Give the entries back exactly, dropping each image.

Source information below:

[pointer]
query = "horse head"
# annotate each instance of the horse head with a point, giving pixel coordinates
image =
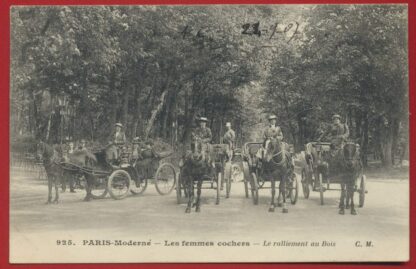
(196, 150)
(350, 153)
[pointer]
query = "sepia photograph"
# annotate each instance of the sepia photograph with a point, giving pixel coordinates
(209, 133)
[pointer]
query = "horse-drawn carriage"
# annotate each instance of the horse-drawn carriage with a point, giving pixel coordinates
(325, 166)
(233, 169)
(257, 172)
(197, 172)
(103, 175)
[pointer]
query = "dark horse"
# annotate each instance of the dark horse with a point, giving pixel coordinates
(195, 168)
(277, 164)
(52, 161)
(345, 164)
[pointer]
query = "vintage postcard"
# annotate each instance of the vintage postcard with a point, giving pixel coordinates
(218, 133)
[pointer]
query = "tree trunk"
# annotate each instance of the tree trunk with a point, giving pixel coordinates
(364, 141)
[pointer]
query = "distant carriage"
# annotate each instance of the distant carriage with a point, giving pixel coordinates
(319, 177)
(212, 178)
(124, 176)
(254, 178)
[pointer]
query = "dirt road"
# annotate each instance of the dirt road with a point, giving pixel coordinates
(383, 221)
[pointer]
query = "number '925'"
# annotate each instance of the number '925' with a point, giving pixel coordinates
(64, 243)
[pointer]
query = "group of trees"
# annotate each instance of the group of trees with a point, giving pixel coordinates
(76, 71)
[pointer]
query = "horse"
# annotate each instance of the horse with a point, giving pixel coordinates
(277, 163)
(194, 168)
(50, 159)
(352, 167)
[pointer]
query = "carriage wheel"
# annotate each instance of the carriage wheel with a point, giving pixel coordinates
(119, 184)
(137, 188)
(362, 191)
(254, 189)
(179, 188)
(321, 188)
(219, 180)
(165, 179)
(305, 184)
(246, 173)
(99, 188)
(294, 189)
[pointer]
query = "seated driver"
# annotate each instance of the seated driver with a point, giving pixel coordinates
(204, 135)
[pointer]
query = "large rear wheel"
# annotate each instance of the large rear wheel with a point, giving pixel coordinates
(165, 179)
(246, 173)
(99, 188)
(119, 184)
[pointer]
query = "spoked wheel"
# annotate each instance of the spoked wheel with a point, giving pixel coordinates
(362, 191)
(246, 177)
(138, 186)
(254, 189)
(99, 188)
(219, 179)
(294, 189)
(119, 184)
(321, 189)
(305, 184)
(165, 179)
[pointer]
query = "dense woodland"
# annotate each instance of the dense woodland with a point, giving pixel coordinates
(76, 71)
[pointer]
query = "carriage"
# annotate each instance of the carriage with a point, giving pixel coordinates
(213, 181)
(233, 169)
(126, 176)
(314, 179)
(253, 175)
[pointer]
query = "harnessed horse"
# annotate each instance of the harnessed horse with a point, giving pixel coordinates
(195, 168)
(55, 172)
(50, 159)
(277, 163)
(344, 163)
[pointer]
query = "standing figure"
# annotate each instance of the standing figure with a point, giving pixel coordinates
(118, 139)
(229, 139)
(271, 132)
(203, 135)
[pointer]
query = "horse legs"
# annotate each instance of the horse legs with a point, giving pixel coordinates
(347, 198)
(190, 187)
(88, 188)
(342, 199)
(55, 182)
(198, 196)
(273, 182)
(283, 191)
(350, 196)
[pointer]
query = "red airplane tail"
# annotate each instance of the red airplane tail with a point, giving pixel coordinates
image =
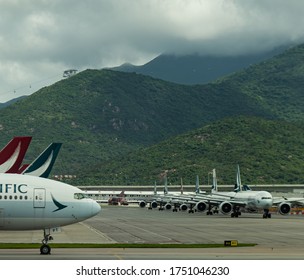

End of Source information.

- [Worked solution]
[pointer]
query = "horse head"
# annotate each instance of the horse head with a point, giving pixel coordinates
image =
(196, 150)
(350, 153)
[pointer]
query = "sepia photograph"
# annotate each instance of the sepia photograph with a point, giving pixel coordinates
(209, 133)
[pointer]
query = "horse-drawn carriage"
# annotate each instance of the horse-drawn carriage with a point, giving pixel coordinates
(325, 166)
(233, 169)
(257, 172)
(197, 172)
(103, 175)
[pointer]
query = "dark horse"
# annotate each instance of the dark horse with a point, giving pixel coordinates
(195, 168)
(277, 164)
(52, 161)
(345, 164)
[pointer]
query = "vintage postcard"
# annotate each instance of the vintage postcard with a point, giving pixel coordinates
(218, 133)
[pointer]
query = "tree trunk"
# annotate each instance of the tree trunk with a point, giving pixel coordinates
(364, 141)
[pointer]
query = "distant carriage"
# annotate each instance of the distant carriage with a point, giving pixel coordinates
(319, 177)
(212, 178)
(124, 176)
(254, 178)
[pointer]
query = "dirt road"
# annotate each instance of the dirt road with a point, giving pixel coordinates
(383, 221)
[pointer]
query = "number '925'"
# annotate each instance of the number '925' with a point, giving pixel coordinates
(64, 243)
[pointer]
query = "group of trees"
# annotate each instance of the group of trees with a point, giving pixel coordinates
(76, 71)
[pointer]
query = "horse"
# annotate each instance of the horse with a point, giving pixel coordinates
(277, 163)
(194, 168)
(50, 159)
(352, 167)
[pointer]
query = "carriage wheel"
# annotate each instance of the carriage wheel with a point, giving pixel coordinates
(119, 184)
(137, 188)
(362, 191)
(254, 189)
(179, 188)
(321, 188)
(219, 180)
(165, 179)
(305, 184)
(246, 173)
(99, 188)
(294, 189)
[pointer]
query = "seated driver"
# annotate each instance of the seated driver with a point, giving pixel coordinates
(204, 135)
[pointer]
query = "large rear wheel"
# annotate each instance of the large rear wheel with a point, giving pixel coordinates
(165, 179)
(246, 173)
(99, 188)
(119, 184)
[pointer]
query = "spoked wheel"
# annotate each instance of the spoked wheel with a point, giving pixel coordinates
(362, 191)
(246, 177)
(138, 186)
(254, 189)
(99, 188)
(219, 179)
(294, 189)
(119, 184)
(321, 189)
(305, 184)
(165, 179)
[pointer]
query = "dense woodland"
# annotate each instance of the dense woodland with a point, giving pixel coordinates
(76, 71)
[pointer]
query = "carriage"
# annotate each instance of the carriage with a point, giving pixel coordinates
(213, 181)
(233, 169)
(126, 176)
(314, 179)
(253, 175)
[pointer]
query = "harnessed horse"
# annotate each instance of the harnessed horse with a point, giving pixel coordinates
(195, 168)
(55, 172)
(50, 159)
(277, 163)
(344, 163)
[pointer]
query = "standing figure"
# annotate each instance of the standing figure with a point, giving pixel coordinates
(118, 139)
(229, 139)
(271, 132)
(203, 135)
[pointer]
query = "horse legs"
# annotate each instance of the horse legs with a point, giving pixel coordinates
(347, 198)
(190, 187)
(88, 188)
(342, 199)
(55, 182)
(198, 196)
(273, 182)
(283, 191)
(350, 196)
[pointer]
query = "red airplane tail"
# annotate each instance of the red airplane tail with a point, giving pixel coordinates
image =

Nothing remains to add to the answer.